◆ **GOAL OF THE EXERCISE**:
Continue the following essay on a mother's death from brain cancer and the children's questions about mortality, starting immediately after its final sentence.

◆ **SOURCE EXTRACT**:
□ □ □ □

"Mommy, see that cloud? It's an angel. It's Grandma Bailey."
These moments bring a smile followed quickly by my holding back tears. I love that she talks about her grandmother - my mother - but my heart aches that she will never truly know this beautiful woman. I regale both kids with stories about her. There was the time I pledged the hardwood floor and she slid along it. There were all the nights she told me her made-up bedtime stories that I cherished. There were the days and nights spent bundled up and watching whatever athletic activity I had going on.
She was my heart and soul. Ten years ago, I suffered a break up no boy or relationship could rival. I lost her to brain cancer.
I remember the days of crying over first loves and bad dates as she comforted me during what I thought were the worst times that could ever find their way into my life. (Those were the days, right? When break-ups were the worst part of daily living!) Then when that moment - truly, the worst moment of my life - found its way into the depths of my heart, the one person I needed comfort from was gone.
I think about this a lot now, mostly because of my babies and the one year anniversary of my friend Katie's passing. The kids know Katie was my age. They're starting to ask questions. What did Grandma die from? How did Katie die? Could mommy get that? Could mommy die before she's old?
Me (left) and Katie (right) back in 1997.
The woman I'd usually run to for answers to such difficult questions is no longer here to answer them and I'm forced to be a grownup (even though at 34, in these moments I don't want to be). The answers to all those questions are yes; but I would never want to put that idea into their head. I would rather they worry about what's for dinner or whether soccer practice is still on. I assure them that this is why we eat healthy and exercise and go to the doctor when we're supposed to; so that mommy can be here a very long time with them.
It's funny how quickly life changes. At twenty, we feel invincible, like nothing can happen to us. I know I did. I know I wasn't always as kind to people as I should have been and I broke rules I shouldn't have broken. I put myself in situations that I cringe thinking my children would put themselves in someday. (Now I totally understand why Mom always waited up for me. She probably did the same stupid things and hoped I would be better. Oops.) And I learned a great many lessons about life that I wish I'd learned in much different ways because those lessons have a lasting impact.

□ □ □ □

◆ **DATA FOR REVIEW**:
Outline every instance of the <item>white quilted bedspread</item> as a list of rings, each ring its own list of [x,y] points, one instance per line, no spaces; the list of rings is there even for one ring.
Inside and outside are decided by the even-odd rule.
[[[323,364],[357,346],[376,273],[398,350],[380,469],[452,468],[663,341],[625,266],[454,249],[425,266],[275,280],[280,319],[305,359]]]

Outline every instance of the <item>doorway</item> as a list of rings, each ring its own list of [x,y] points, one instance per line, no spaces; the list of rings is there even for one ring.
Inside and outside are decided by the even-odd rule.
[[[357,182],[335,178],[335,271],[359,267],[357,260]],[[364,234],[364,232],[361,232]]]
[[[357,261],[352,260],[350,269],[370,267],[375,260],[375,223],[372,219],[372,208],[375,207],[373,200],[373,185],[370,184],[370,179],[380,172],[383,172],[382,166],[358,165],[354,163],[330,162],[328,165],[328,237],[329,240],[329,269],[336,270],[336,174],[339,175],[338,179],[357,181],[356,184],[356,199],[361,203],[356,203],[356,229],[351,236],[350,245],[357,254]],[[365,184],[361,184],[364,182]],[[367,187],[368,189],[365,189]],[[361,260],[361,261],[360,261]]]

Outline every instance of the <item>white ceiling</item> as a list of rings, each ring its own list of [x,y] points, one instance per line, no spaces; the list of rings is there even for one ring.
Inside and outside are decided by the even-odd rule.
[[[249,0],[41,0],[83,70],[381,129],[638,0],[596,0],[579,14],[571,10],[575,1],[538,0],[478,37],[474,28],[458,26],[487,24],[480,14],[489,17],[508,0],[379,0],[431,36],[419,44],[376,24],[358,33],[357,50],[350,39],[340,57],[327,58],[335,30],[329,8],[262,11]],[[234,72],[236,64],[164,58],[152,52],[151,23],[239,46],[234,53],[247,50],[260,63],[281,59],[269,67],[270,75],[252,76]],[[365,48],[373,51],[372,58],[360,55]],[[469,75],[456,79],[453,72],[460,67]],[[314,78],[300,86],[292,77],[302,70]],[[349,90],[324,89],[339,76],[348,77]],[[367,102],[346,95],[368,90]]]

□ □ □ □

◆ **OUTPUT OF THE TASK**:
We don't know what life will bring. I certainly didn't wake up that August day last year expecting a call that my 33-year-old friend had passed away. A friend who had, just months before, designed the beautiful cover of the book I put together with other brain cancer caregivers about our journeys (you can see the cover here). A friend with whom I'd been meaning to make dinner plans to catch up with, but we always had to reschedule because of life. A friend who I'd lost touch with for many years, after being best friends through college, and had just begun to reconnect with.
As I sunk down the wall in my kitchen after hearing her sister's broken-hearted voice tremble on the other line to say the unthinkable, I again felt that heartbreak that comes with such a loss - as did those who knew her. I reconnected with old high school friends and reminisced about the good old days in the weeks after Katie's passing, and then went on with life. Just like with mom, I found myself not talking about Katie much because it can be uncomfortable to bring the topic up with those who knew her. And talking about it to people who didn't (like my husband, even though he is so kind-hearted) just isn't the same. I wanted someone who could remember our silly stories, crazy movie marathons, love of cheese popcorn and Ace Ventura, and driving in her convertible with the top down. But at the same time I didn't want to talk about it, because it was a reminder of just how fragile life is.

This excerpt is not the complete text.